As investors, it can be easy to get discouraged by the near-term machinations of what has been a volatile market and it has on the performance of your portfolio. However, when you're putting money into great businesses and keeping it there for at least three to five years (if not longer), even a year or more of volatility becomes less of a worry. 

Long-term investors out there looking for the next great business to buy into are always looking for fresh suggestions to give further consideration to. Here are two incredible stocks for buy-and-hold consideration regardless of whether a bear market is still underway. 

1. Teladoc Health

Teladoc Health (TDOC -0.07%) stock trades nowhere near the price it was 12 months ago thanks in large part to the market shying away from growth-oriented businesses that are unprofitable. But, there are a few reasons that long-term investors may want to consider digging beyond the surface and taking a second look at the telehealth giant.

For one, Teladoc is one of the leaders in the global telehealth industry, a space on track to be worth nearly $460 billion by 2030. In 2022, Teladoc's total revenue grew 18% year over year to $2.4 billion. That revenue total is up roughly 340% from the pre-pandemic total in 2019. The company's fast-growing mental healthcare business, BetterHelp, raked in more than $1 billion in revenue alone in 2022, up 41% compared to the full-year 2021. Adoption across a wide range of Teladoc's chronic care services also continues to grow, with 805,000 individuals enrolled in one of its chronic care programs as of the end of the fourth quarter of 2022, a 10% increase on a year-over-year basis.

*Questions to answer:*
1. For the passage on long-term stock picks, decide whether each statement agrees with it, answering yes or no and quoting the words that decide it: (a) Teladoc's total revenue in 2022 was $2.4 billion, an 18% rise over the prior year. (b) BetterHelp's 2022 revenue was up 41% from 2019. (c) The global telehealth industry is on track to be worth nearly $460 billion by 2025.
2. Carry on the passage about Teladoc and long-term stock picks, picking up after its last sentence.
The items after this point come from a separate source.

*Recorded data:*
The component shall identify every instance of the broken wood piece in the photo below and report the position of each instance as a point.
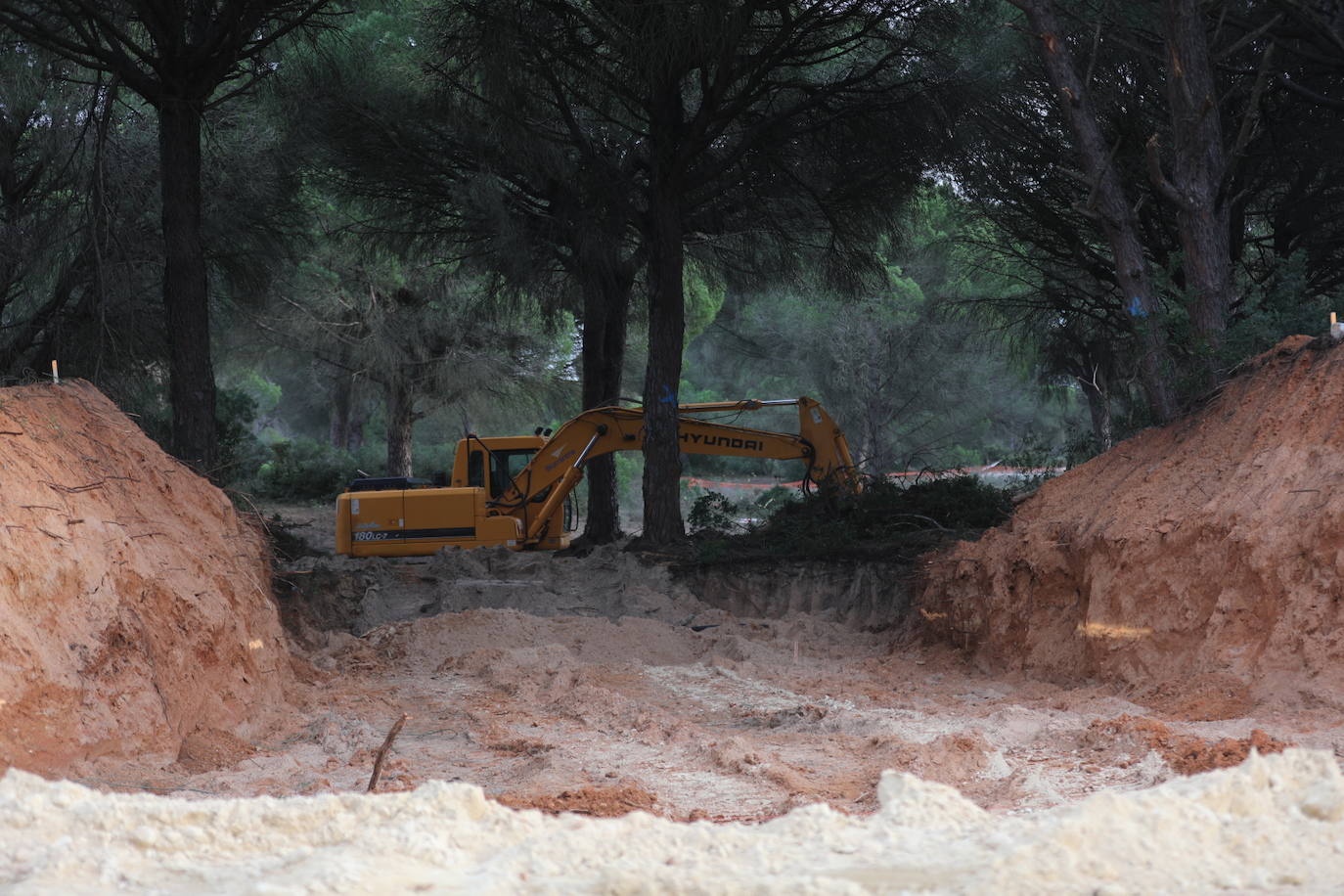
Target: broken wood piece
(381, 752)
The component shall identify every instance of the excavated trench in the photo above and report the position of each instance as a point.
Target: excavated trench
(1080, 649)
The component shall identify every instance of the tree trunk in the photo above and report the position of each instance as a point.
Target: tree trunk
(606, 299)
(1199, 166)
(1098, 407)
(1110, 207)
(401, 421)
(663, 522)
(186, 297)
(343, 403)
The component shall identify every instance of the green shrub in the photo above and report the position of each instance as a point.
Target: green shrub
(887, 520)
(712, 512)
(305, 469)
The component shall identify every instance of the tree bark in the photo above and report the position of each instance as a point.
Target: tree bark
(1098, 406)
(401, 422)
(343, 402)
(1109, 207)
(663, 522)
(1197, 171)
(606, 299)
(186, 297)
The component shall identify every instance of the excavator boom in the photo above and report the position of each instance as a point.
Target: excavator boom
(524, 510)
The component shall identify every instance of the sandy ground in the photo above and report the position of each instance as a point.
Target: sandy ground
(697, 715)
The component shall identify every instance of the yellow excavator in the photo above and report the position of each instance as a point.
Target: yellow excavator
(514, 490)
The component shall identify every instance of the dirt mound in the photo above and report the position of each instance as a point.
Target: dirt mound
(136, 604)
(1186, 754)
(1208, 547)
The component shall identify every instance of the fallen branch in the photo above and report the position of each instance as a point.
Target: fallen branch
(381, 752)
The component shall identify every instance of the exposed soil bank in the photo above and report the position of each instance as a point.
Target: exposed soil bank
(872, 597)
(136, 604)
(1207, 553)
(358, 596)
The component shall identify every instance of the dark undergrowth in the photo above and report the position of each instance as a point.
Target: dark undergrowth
(887, 521)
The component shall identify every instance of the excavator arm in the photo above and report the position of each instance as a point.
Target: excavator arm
(539, 489)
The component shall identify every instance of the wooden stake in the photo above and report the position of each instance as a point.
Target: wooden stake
(381, 752)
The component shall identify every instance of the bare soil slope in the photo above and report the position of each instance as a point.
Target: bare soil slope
(1206, 554)
(136, 604)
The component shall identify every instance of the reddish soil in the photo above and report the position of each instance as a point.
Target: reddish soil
(1197, 563)
(136, 604)
(143, 651)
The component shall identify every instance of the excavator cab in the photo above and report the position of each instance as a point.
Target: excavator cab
(495, 469)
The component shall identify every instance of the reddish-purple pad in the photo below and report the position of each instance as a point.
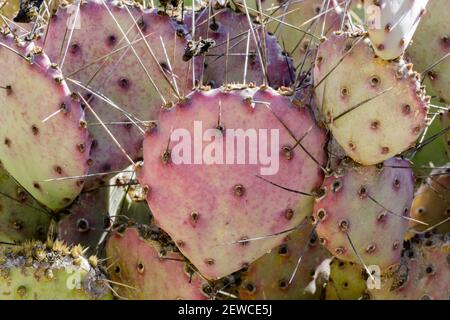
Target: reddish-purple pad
(208, 208)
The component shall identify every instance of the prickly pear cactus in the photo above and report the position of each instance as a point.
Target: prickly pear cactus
(432, 202)
(21, 217)
(215, 201)
(298, 25)
(86, 220)
(269, 277)
(127, 198)
(50, 271)
(374, 108)
(363, 212)
(147, 266)
(445, 120)
(8, 9)
(348, 281)
(424, 272)
(392, 24)
(127, 70)
(430, 50)
(235, 57)
(47, 139)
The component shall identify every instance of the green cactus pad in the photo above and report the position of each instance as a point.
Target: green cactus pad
(44, 137)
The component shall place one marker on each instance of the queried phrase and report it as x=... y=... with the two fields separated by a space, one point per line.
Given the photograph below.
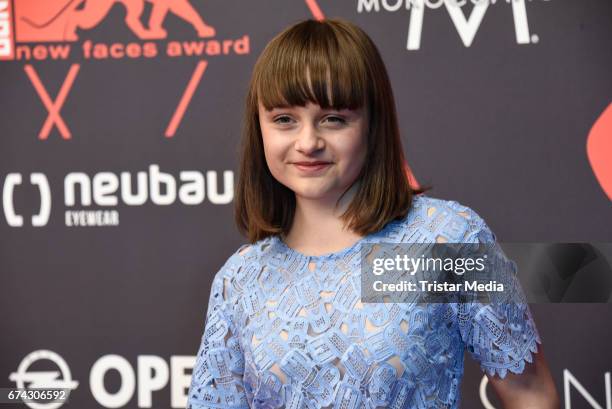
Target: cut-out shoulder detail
x=288 y=330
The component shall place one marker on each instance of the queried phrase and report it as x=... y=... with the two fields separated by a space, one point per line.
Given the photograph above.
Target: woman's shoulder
x=246 y=257
x=443 y=220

*Results for the exercise:*
1.
(a) Yes: "In 2022, Teladoc's total revenue grew 18% year over year to $2.4 billion."
(b) No: "up 41% compared to the full-year 2021."
(c) No: "a space on track to be worth nearly $460 billion by 2030."

2.
The growth story of the telehealth industry was certainly accelerated by the onset of the pandemic and some of the growth Teledoc would be seeing in 2023 was pulled forward into 2021 and 2022. However, the need for a wide range of virtual solutions that promote greater access to quality healthcare is not shrinking just because the pandemic has eased. It's probably more accurate to say that the company has now entered a more mature stage in its growth story. Investors should expect its future financial reports to reflect that.

It's a tough operating environment across many industries right now, and Teladoc is not immune. It's one of many tech companies enacting cost-cutting measures like workforce reductions. The company also recorded three separate multibillion-dollar impairment charges in 2022 (about $13 billion total) to write down the cost of its prior Livongo acquisition. These figures were noncash and represented almost the entirety of Teladoc's net loss for the year.  

Teladoc is still one of the largest companies in its industry, which has helped it expand its selection of virtual care services. That has the company poised to benefit from the broad and growing addressable market it serves. The company is making headway in markets with untapped potential like chronic care while growing its suite of primary care solutions.

Investors with a well-diversified basket of stocks may find that this healthcare company makes a wise addition to a long-term portfolio even in a bear market, given the considerable runway for growth it still appears to have. 

2. Costco 

Members-only big-box retailer Costco Wholesale (COST 0.17%) has seen its share of market storms over the years and come through every time. Over the past decade, the stock delivered a total return of nearly 470% thanks to revenue and earnings growth of 116% and 187%, respectively. The regular $0.90 per share per quarter dividend currently yields a little less than 1%, and it has been boosted 190% over the past 10 years. But there have also been periodic special dividends issued over the past decade totaling $22 per share.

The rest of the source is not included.